== Document excerpt ==
* Start *

Hello I'm tuning a postgresql (7.4.2) server for best performance .
I have a question about the planner .
I have two identical tables : one stores short data (about 2.000.000
record now) and
the other historycal data ( about 8.000.000 record now and growing ...)


A simple test query : select tag_id,valore_tag,data_tag from
storico_misure where (data_tag>'2004-05-03' and data_tag <'2004-05-12')
and tag_id=37423 ;

Takes 57,637 ms on the short table and 1321,448 ms (!!) on the
historycal table .Tables are vacuumed and reindexed .



Tables and query plans :

\d storico_misure
Table "tenore.storico_misure"

* End *

== Written task ==
Resume the PostgreSQL tuning post, picking up right after its last line.

== Supplied information ==

* Start *

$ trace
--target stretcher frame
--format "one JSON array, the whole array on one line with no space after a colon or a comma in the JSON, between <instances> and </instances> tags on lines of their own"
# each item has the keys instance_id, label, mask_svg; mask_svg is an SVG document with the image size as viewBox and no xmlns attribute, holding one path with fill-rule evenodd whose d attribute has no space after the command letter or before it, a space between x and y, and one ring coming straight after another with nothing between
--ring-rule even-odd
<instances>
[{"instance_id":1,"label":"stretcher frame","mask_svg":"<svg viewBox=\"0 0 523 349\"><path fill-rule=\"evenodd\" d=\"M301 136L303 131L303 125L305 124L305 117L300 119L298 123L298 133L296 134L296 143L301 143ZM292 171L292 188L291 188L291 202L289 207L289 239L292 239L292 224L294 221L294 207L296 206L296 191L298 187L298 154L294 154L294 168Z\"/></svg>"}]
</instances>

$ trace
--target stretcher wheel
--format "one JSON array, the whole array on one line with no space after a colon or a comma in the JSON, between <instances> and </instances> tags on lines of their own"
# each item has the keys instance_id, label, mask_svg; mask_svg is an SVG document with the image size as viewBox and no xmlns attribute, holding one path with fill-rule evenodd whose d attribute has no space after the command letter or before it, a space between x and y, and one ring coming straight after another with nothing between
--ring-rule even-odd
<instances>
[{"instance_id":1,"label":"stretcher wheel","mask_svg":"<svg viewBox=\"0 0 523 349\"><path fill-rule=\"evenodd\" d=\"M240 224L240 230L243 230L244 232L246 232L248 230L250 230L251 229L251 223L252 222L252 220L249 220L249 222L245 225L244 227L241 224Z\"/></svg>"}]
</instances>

* End *

== Written reply ==
Column | Type | Modifiers
-------------------------+-----------------------------+-----------
data_tag | timestamp without time zone | not null
tag_id | integer | not null
unita_misura | character varying(6) | not null
valore_tag | numeric(20,3) | not null
qualita | integer | not null
numero_campioni | numeric(5,0) |
frequenza_campionamento | numeric(3,0) |
Indexes:
"pk_storico_misure_2" primary key, btree (data_tag, tag_id)
"pk_anagtstorico_misuree_idx_2" btree (tag_id)
"storico_misure_data_tag_idx_2" btree (data_tag)

storico=# \d storico_misure_short
Table "tenore.storico_misure_short"
Column | Type | Modifiers
-------------------------+-----------------------------+-----------
data_tag | timestamp without time zone | not null
tag_id | integer | not null
unita_misura | character varying(6) | not null
valore_tag | numeric(20,3) | not null
qualita | integer | not null
numero_campioni | numeric(5,0) |
frequenza_campionamento | numeric(3,0) |
Indexes:
"storico_misure_short_pkey_2" primary key, btree (data_tag, tag_id)
"pk_anagtstorico_misuree_short_idx_2" btree (tag_id)
"storico_misure_short_data_tag_idx_2" btree (data_tag)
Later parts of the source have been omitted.